--- begin Document excerpt ---

Chapter 5
Hacks, Thieves, and Critics

In the decade since Bitcoin was created, at least $15 billion worth of cryptocurrency has been stolen. This number could be even larger, as some thefts go unreported. Since 2017 alone, crypto thieves have made off with nearly $2 billion. These attacks have become increasingly sophisticated and organized. They take advantage of popular misperceptions of what makes a blockchain secure and supposedly unhackable. Like every security system invented, blockchain has both strengths and weaknesses.

Mt. Gox Hack

Many security breaches occur not in the cryptocurrencies themselves but in the exchanges on which they are stored. Exchanges are like a combination of banks and marketplaces: they connect buyers and sellers and hold assets—in this case, cryptocurrencies—in accounts. These accounts differ from the private keys associated with blockchain because they are connected to individuals. As a result, cryptocurrency exchanges contain sensitive information about account holders and, most importantly, the holders’ cryptocurrency keys.

--- end Document excerpt ---
--- begin Dataset ---

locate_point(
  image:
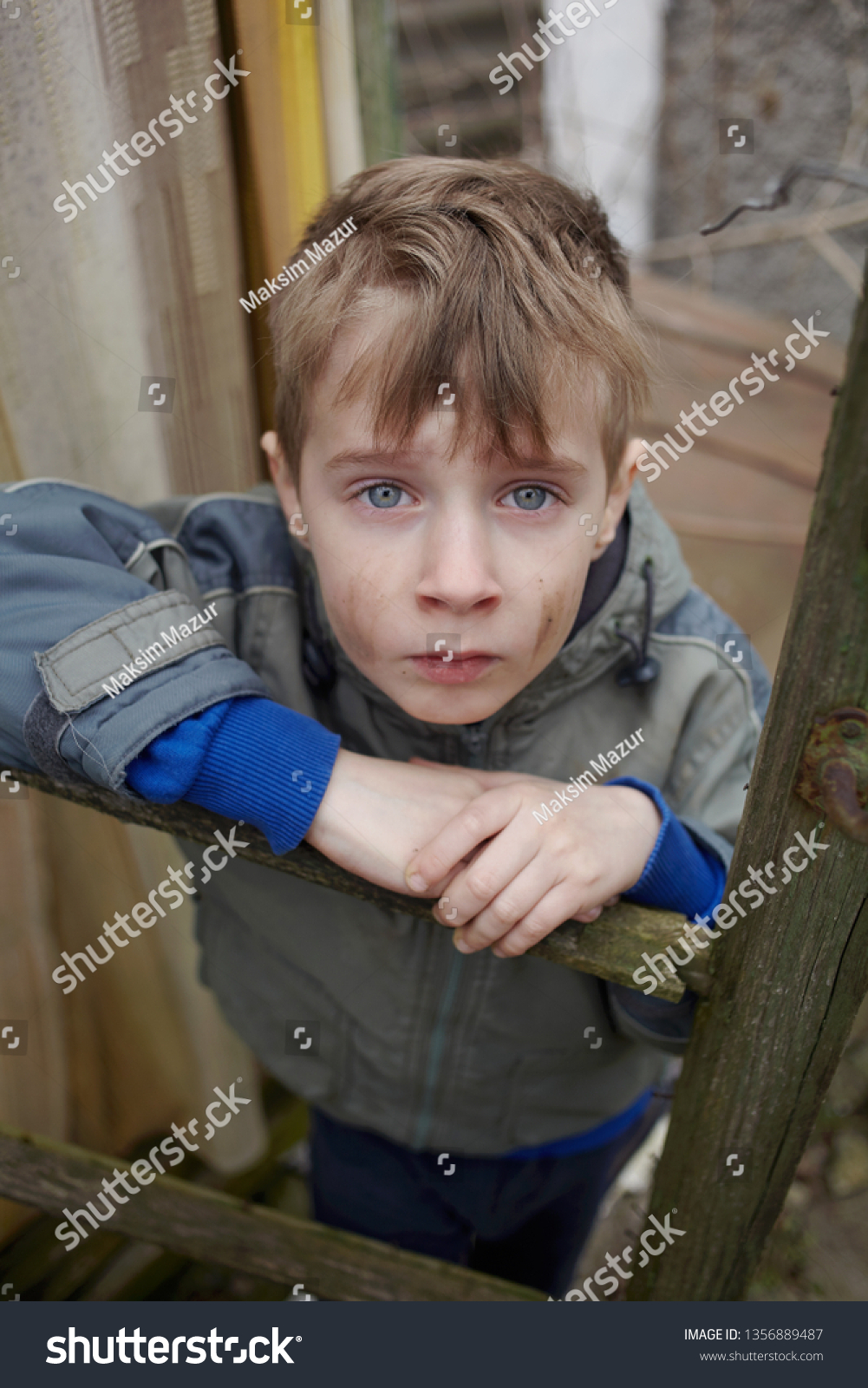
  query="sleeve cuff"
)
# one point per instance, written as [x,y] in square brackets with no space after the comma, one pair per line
[245,758]
[681,874]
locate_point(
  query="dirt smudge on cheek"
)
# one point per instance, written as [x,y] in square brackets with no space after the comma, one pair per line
[356,614]
[552,612]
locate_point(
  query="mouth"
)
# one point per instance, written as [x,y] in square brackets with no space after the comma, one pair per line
[454,666]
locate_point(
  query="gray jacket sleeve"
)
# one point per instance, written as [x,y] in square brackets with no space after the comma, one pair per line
[103,643]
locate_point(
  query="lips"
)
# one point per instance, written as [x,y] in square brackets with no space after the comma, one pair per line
[454,668]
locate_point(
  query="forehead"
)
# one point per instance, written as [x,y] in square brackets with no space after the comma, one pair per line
[363,374]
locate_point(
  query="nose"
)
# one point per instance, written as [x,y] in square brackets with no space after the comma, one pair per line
[458,573]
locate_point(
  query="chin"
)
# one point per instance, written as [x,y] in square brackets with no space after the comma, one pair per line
[437,708]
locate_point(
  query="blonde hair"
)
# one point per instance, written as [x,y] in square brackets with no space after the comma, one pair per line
[504,279]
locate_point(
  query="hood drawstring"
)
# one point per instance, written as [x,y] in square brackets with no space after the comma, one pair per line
[643,668]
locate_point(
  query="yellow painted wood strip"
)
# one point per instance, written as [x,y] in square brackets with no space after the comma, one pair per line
[303,136]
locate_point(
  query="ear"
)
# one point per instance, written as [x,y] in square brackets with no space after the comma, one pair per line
[618,494]
[284,482]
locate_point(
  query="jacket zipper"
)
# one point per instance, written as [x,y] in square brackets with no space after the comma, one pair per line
[474,744]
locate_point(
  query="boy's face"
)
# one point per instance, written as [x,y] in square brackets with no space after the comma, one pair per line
[449,582]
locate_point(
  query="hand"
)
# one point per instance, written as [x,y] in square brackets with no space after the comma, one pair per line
[376,814]
[532,876]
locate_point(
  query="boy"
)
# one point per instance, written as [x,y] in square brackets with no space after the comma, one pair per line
[470,562]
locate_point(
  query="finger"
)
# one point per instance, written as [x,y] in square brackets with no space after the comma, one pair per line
[487,888]
[539,922]
[488,781]
[481,818]
[587,916]
[515,904]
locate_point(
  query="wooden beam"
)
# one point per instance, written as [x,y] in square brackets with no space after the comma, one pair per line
[376,69]
[759,233]
[788,980]
[610,947]
[212,1228]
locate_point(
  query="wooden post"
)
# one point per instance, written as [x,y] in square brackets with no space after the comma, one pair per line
[789,979]
[609,947]
[376,41]
[212,1228]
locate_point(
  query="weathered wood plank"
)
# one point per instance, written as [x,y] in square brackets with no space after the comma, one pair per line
[610,948]
[214,1228]
[788,982]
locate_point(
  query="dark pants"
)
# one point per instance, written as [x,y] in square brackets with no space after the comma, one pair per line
[525,1221]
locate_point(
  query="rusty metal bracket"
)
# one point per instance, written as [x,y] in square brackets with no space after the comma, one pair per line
[833,774]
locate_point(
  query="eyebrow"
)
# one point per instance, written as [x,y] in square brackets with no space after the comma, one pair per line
[382,460]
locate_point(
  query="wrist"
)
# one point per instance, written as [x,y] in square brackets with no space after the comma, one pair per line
[639,809]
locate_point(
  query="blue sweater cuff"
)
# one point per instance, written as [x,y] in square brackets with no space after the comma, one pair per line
[245,758]
[680,874]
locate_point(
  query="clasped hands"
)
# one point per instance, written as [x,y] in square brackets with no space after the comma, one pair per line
[502,879]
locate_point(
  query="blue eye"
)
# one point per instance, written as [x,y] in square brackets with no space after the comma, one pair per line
[384,496]
[530,499]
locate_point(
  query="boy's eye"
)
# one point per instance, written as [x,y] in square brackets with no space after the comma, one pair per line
[383,496]
[530,499]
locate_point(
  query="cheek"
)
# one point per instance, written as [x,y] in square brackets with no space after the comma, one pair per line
[558,610]
[356,608]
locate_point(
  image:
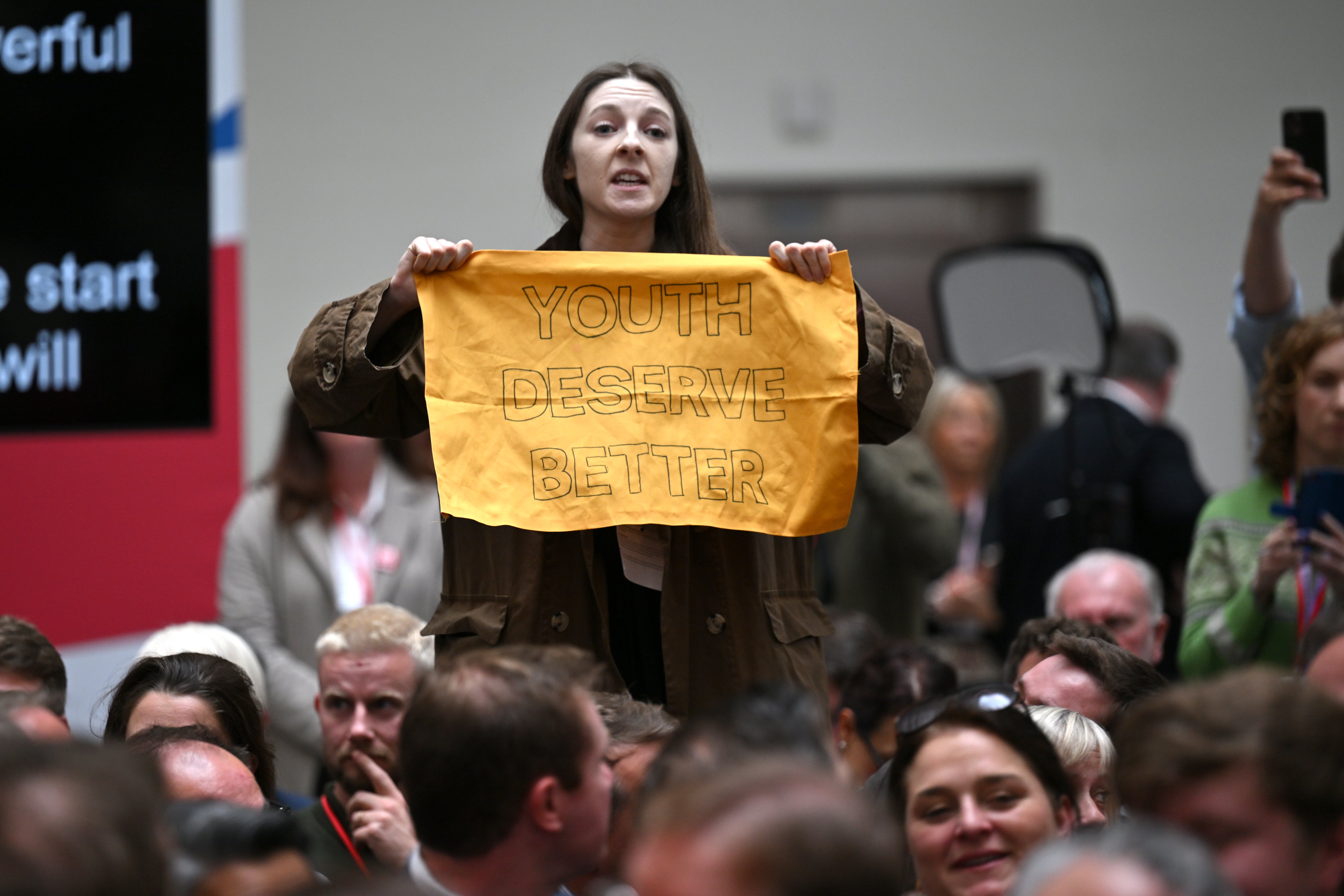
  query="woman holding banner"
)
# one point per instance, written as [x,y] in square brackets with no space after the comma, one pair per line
[725,609]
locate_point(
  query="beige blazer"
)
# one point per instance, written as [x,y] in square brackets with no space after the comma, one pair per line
[276,592]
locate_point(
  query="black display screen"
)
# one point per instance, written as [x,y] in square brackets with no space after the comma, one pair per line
[104,215]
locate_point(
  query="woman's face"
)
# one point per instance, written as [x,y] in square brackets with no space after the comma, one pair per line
[964,436]
[975,809]
[623,154]
[1093,788]
[1320,408]
[350,448]
[173,711]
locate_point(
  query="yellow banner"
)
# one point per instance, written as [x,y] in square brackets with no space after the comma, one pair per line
[582,390]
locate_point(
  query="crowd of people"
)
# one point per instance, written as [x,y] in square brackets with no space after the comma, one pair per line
[1068,671]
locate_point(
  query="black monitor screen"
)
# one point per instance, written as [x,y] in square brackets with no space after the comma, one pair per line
[104,215]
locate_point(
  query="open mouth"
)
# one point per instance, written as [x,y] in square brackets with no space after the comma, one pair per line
[978,860]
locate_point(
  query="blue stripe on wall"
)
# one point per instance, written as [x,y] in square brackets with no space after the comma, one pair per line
[226,131]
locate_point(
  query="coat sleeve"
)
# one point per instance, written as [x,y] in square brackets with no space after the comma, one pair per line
[1224,625]
[894,374]
[346,386]
[245,605]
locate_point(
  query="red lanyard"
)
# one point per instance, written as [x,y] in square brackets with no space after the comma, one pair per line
[345,838]
[1307,582]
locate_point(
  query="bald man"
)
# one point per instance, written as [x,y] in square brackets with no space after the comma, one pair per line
[1117,592]
[197,770]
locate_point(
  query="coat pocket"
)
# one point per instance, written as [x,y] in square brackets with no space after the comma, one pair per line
[467,614]
[796,616]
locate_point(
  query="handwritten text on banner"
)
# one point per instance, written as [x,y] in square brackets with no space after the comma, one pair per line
[581,390]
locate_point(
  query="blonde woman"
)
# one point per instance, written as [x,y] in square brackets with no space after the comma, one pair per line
[1088,756]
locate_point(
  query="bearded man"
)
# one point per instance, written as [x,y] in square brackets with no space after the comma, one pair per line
[369,666]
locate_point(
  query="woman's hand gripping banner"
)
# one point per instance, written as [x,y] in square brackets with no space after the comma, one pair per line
[582,390]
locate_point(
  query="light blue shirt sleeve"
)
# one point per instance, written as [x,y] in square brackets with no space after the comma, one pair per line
[1252,335]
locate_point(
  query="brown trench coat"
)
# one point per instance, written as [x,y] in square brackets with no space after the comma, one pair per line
[738,608]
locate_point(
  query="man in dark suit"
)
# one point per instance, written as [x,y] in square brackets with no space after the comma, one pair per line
[1112,476]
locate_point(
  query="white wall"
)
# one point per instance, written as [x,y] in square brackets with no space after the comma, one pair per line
[1148,124]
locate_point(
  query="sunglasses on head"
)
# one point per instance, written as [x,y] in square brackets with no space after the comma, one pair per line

--- end Dataset ---

** What the exercise asks **
Translate this sentence from the chapter excerpt on cryptocurrency thefts into Spanish: "Many security breaches occur not in the cryptocurrencies themselves but in the exchanges on which they are stored." The entries have no connection to the chapter excerpt.

** Worked answer **
Muchas violaciones de seguridad no ocurren en las propias criptomonedas, sino en las plataformas de intercambio en las que se almacenan.